The ABCs of jungle life
At a ‘forest school’ near Ketapang, orangutans educate one another in survival. There’s plenty for human ‘cousins’ to do too.
KETAPANG, Indonesia — International Animal Rescue doesn’t just help macaques; it saves and rehabilitates a variety of animals, such as India’s dancing bears, migrating birds that are illegally shot down each year as they fly over Malta, and the impossibly cute slow loris, now in danger of extinction.
Protection of the critically threatened orangutan also is a major focus of the organization. This includes babies taken from their mothers and illegally sold as pets and, perhaps more significant, those abandoned due to deforestation by the oil palm industry, particularly in Kalimantan, the Indonesian part of the island of Borneo.
This is one of two places on the planet — the other is Sumatra — where orangutans live in the wild.
Hence this stop on my Indonesia tour: IAR’s Orangutan Rescue Center outside Ketapang, a small city on Kalimantan’s Pawan River delta and a 75-minute flight from Jakarta.
The center was established in 2009 to provide a permanent facility for rescued orangutans. It includes a fully equipped clinic, quarantine capabilities and open enclosures around forested land to provide young orangutans a natural environment in which to learn necessary survival skills before being released.
It was a stifling early December afternoon, with the equatorial sun searing through the overcast sky, as a group of visitors from the U.S. Agency for International Development, the U.S. Embassy in Jakarta and I walked the grounds learning about the plight of these “people of the forest.”
☆ ☆ ☆ ☆ ☆ ☆ ☆
What to work on:
**A.** According to the orangutan rescue article, in what year was IAR's Orangutan Rescue Center outside Ketapang established?
**B.** Reproduce word for word the part of the orangutan rescue article starting with "This is one" and going on through "flight from Jakarta.".
**C.** Resume the orangutan rescue article, picking up after its last sentence.

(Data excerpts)
☆ ☆ ☆ ☆ ☆ ☆ ☆
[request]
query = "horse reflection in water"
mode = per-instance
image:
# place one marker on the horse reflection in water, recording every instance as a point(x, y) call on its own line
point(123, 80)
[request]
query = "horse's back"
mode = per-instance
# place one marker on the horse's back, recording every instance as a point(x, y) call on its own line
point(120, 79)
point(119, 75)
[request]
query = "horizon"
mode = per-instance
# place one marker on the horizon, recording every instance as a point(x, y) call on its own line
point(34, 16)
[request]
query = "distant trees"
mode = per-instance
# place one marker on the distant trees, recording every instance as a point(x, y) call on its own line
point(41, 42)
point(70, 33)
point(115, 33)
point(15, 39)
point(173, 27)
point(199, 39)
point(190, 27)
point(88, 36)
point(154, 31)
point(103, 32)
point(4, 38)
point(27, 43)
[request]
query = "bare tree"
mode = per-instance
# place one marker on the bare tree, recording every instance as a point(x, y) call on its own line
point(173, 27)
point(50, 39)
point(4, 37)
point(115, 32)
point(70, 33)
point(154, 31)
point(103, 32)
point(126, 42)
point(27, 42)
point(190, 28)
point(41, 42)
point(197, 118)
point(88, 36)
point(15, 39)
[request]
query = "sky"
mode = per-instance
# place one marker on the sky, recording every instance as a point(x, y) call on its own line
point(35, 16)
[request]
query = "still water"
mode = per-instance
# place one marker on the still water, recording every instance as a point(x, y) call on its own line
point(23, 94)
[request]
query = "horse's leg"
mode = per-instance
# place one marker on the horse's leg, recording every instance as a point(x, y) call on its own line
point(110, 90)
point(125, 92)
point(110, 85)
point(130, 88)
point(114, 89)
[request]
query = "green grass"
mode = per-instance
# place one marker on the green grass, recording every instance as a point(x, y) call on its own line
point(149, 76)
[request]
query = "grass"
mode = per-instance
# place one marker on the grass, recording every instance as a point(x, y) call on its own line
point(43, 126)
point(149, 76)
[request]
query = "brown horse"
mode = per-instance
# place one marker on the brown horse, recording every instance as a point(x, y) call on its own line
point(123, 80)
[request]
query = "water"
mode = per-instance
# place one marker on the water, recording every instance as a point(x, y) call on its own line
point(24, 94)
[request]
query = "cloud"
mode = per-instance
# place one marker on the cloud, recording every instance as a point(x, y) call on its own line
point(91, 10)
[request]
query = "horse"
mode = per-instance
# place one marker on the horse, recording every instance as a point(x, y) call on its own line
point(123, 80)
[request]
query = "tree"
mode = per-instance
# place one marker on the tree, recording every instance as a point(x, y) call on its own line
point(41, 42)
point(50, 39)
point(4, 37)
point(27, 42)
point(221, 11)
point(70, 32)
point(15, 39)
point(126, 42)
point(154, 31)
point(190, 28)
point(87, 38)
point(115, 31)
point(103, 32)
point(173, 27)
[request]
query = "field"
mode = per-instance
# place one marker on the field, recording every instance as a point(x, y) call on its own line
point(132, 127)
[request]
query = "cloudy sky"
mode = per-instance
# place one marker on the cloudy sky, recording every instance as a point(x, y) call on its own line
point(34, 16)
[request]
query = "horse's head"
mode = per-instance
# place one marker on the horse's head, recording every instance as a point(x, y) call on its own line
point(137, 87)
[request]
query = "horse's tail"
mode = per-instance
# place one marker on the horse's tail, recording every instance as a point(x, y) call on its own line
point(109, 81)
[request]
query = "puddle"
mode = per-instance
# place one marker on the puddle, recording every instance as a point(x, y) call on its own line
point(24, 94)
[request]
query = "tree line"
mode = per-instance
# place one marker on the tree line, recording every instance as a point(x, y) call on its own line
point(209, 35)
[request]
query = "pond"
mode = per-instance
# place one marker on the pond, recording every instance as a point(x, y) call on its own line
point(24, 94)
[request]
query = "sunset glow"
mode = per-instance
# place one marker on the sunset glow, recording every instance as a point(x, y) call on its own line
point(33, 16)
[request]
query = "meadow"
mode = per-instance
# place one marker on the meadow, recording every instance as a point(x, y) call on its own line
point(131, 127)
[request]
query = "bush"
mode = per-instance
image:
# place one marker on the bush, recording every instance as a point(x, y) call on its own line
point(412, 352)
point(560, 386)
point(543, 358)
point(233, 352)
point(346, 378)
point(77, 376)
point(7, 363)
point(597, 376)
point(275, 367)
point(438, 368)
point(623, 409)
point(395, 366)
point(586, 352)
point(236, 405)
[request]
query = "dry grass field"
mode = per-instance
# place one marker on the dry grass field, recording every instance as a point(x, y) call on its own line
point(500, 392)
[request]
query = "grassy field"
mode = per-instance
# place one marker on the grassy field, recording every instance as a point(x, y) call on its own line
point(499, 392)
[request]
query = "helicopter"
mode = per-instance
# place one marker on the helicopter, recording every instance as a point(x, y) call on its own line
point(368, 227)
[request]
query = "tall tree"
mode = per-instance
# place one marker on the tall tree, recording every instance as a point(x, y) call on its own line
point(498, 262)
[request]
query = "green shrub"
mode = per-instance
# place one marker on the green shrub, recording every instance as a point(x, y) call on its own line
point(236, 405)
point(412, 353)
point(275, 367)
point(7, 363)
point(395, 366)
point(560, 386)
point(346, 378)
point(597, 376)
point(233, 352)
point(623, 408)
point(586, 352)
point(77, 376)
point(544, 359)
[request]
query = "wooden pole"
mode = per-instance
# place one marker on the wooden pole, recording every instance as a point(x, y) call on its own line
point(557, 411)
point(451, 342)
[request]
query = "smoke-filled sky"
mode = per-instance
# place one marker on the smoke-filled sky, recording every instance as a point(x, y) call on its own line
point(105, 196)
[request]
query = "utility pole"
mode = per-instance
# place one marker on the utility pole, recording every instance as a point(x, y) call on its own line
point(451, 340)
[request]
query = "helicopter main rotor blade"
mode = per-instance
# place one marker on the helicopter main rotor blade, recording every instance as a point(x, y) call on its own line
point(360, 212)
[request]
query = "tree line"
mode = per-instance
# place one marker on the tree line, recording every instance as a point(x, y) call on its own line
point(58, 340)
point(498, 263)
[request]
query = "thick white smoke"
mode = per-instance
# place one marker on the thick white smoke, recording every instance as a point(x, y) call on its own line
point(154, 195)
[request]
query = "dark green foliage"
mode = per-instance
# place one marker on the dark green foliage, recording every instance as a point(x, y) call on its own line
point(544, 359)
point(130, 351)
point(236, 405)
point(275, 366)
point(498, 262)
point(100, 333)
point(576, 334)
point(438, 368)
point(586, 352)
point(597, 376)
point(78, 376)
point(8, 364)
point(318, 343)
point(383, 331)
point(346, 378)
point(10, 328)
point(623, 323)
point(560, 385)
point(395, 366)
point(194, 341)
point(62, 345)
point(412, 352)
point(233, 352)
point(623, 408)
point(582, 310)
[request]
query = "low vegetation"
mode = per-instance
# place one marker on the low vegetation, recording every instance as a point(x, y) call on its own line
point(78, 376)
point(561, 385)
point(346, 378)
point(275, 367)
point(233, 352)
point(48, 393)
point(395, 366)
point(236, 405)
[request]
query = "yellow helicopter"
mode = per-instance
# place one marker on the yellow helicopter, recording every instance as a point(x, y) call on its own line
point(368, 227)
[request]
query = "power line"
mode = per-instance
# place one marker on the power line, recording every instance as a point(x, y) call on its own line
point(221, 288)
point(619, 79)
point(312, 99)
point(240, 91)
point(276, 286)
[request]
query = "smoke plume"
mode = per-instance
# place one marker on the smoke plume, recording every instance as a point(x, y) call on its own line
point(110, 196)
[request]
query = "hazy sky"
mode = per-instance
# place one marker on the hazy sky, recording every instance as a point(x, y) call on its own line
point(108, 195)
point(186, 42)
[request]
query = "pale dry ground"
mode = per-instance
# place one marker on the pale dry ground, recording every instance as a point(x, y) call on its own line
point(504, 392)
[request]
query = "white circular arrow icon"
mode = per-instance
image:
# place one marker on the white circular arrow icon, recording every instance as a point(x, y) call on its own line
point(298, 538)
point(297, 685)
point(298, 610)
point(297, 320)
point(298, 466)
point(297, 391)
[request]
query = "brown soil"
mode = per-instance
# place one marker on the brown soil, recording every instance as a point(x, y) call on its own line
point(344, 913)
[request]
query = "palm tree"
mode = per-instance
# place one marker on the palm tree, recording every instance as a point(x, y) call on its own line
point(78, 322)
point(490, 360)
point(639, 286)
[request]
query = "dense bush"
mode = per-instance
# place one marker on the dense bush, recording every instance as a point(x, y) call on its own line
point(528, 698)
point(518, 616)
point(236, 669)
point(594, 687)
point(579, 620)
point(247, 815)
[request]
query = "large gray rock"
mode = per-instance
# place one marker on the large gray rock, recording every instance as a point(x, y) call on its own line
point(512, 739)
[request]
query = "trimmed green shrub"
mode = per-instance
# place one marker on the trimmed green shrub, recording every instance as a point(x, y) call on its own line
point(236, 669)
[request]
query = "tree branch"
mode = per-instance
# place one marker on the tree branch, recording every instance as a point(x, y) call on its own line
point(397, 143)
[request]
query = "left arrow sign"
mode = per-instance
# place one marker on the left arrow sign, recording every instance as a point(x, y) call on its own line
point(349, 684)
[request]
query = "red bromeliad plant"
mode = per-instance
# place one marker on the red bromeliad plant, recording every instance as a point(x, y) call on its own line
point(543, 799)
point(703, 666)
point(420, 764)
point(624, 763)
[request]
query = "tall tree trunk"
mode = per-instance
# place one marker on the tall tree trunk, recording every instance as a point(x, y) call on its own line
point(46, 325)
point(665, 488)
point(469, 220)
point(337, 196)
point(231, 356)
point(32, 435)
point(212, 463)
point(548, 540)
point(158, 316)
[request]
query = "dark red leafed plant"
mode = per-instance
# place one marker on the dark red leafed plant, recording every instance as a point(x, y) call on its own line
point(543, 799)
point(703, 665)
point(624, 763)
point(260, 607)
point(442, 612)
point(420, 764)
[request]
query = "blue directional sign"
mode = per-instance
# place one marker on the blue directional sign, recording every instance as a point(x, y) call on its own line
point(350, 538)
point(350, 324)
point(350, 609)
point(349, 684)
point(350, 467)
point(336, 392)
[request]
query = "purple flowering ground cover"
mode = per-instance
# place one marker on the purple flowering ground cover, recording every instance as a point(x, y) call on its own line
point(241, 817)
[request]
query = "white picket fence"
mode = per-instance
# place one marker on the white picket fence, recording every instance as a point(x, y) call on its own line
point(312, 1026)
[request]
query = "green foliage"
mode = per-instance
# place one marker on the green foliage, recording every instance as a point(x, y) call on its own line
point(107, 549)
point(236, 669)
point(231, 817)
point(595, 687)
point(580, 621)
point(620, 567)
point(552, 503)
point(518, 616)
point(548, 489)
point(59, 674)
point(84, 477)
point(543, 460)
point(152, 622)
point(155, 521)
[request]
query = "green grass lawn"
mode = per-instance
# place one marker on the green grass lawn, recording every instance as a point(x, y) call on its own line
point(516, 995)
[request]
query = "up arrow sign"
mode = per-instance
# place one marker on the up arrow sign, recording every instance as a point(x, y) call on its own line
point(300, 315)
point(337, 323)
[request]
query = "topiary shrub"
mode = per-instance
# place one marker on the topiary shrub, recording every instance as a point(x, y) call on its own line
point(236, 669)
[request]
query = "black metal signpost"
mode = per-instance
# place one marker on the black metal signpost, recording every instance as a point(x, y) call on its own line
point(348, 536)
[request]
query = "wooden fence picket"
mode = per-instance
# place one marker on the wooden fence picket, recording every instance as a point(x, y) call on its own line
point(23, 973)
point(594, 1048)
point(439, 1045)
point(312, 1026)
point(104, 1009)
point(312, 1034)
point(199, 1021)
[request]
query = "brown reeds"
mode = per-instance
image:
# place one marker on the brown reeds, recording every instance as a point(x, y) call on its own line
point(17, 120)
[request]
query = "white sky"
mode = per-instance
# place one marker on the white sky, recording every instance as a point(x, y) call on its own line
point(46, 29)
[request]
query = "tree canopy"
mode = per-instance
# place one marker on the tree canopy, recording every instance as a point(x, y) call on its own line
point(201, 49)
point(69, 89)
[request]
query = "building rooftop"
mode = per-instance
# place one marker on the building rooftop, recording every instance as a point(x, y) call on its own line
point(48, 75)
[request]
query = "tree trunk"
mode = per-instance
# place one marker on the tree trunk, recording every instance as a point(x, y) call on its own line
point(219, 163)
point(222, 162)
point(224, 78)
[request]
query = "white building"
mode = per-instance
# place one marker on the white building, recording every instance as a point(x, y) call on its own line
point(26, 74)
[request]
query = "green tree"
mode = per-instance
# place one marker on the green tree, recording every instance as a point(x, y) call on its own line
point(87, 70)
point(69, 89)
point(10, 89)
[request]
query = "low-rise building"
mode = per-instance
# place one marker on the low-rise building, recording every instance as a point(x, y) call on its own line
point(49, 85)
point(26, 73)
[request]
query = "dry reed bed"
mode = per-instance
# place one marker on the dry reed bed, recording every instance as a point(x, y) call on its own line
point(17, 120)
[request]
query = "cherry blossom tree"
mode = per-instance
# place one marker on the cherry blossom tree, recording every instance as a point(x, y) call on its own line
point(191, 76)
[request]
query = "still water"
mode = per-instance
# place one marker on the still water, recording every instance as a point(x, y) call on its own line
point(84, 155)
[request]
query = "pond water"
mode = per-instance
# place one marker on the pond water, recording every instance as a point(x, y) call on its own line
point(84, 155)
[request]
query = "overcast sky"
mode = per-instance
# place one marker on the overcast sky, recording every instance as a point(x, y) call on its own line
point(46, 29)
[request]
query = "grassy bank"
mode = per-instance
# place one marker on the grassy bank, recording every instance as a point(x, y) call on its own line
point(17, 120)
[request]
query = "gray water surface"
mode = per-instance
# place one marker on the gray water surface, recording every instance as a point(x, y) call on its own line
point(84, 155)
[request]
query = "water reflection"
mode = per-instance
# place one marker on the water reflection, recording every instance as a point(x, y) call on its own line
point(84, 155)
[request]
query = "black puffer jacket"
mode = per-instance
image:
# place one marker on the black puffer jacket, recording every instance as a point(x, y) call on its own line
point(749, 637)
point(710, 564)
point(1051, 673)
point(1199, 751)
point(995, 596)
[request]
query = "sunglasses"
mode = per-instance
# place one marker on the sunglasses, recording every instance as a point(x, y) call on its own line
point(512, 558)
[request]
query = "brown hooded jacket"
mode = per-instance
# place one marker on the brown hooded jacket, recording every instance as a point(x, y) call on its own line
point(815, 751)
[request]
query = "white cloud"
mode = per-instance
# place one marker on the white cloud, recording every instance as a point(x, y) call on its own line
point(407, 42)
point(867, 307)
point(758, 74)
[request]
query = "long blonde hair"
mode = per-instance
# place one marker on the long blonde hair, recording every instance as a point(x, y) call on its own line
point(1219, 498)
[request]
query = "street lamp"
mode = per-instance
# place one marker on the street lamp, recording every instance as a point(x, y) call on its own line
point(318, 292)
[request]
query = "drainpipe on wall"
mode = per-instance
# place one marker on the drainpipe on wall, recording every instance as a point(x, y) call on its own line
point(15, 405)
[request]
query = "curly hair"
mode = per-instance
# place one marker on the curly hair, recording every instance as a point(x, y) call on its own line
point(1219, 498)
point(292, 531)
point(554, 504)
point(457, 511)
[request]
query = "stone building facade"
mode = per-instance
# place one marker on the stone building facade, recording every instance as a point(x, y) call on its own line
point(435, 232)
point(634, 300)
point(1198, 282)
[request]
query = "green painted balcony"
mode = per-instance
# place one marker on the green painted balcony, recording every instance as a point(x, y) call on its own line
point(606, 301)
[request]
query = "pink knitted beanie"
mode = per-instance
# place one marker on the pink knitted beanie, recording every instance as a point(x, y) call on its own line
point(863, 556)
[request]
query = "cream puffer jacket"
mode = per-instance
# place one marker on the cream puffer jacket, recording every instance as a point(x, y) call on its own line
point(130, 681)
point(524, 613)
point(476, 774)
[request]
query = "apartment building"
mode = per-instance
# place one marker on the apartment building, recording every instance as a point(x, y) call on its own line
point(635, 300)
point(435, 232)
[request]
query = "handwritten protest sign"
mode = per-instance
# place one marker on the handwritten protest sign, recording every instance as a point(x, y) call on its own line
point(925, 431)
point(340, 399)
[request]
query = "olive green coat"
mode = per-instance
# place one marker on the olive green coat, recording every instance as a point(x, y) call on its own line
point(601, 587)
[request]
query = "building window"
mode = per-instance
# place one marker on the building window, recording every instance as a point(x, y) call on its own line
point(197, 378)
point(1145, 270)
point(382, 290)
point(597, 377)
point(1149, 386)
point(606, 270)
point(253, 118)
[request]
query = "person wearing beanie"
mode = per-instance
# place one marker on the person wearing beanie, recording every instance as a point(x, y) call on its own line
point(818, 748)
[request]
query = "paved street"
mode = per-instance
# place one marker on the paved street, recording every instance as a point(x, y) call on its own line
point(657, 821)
☆ ☆ ☆ ☆ ☆ ☆ ☆
List of answers:
**A.** 2009

**B.**
This is one of two places on the planet — the other is Sumatra — where orangutans live in the wild.
Hence this stop on my Indonesia tour: IAR’s Orangutan Rescue Center outside Ketapang, a small city on Kalimantan’s Pawan River delta and a 75-minute flight from Jakarta.

**C.**
I was part of this group because my spouse is a veterinarian, but IAR welcomes volunteers here for 28-day stays, for about $1,950 (food and lodging included). Activities include helping with new construction, raising produce used to feed the orangutans and maintaining the cages.
Days off can be spent visiting local beaches and exploring places such as Hutan Kota Park, with its wild proboscis and macaque monkeys.
“Orangutan” derives from the Malay words “orang,” which means person, and “utan,” a derivative of the term for forest. This makes sense, because they share 97% of our DNA.
As we entered a gated enclosure, we heard the warning squeaks of several youngsters scurrying up into the trees.
“These orangutans were removed from their mothers when they were small babies,” said veterinarian Karmele Llano Sanchez, IAR Indonesia’s program director.
“Normally, they’re taught what they should and shouldn’t eat, how to make a nest, how to avoid predators, everything. But these guys haven’t had that opportunity, so they need to learn these skills before we release them,” Sanchez said.
Hence, the forest school, where orangutans educate one another in the finer points of jungle life. Unfortunately, because of their relatively short window for learning, which usually lasts until age 7, some never graduate.
“We have rescue animals that have spent 15 years in captivity in a cage and have never seen a forest. It’s probably impossible to ever try to release them,” Sanchez said.
The center houses about 80 orangutans, though the number is constantly changing. The week before I arrived, six wild orangutans had been rescued from an oil palm plantation.
Just a couple of weeks before that, it was Hitachi, named for the Hitachi bulldozer that had been clearing land around the tree that housed his nest. “It was quite shocking,” said Sanchez, “because everything had been destroyed, and we saw this big male with cheek pads [meaning he was more than 20 years old] sleeping in the last standing tree. Luckily, the bulldozer operator decided not to bring the tree down, or Hitachi would’ve fallen and died.”
Ironically, that same bulldozer was used in his rescue. Though Hitachi was skinnier than any orangutan she’d seen rescued, he is now quite healthy. Sanchez released him in March in Gunung Palung National Park, north of Ketapang.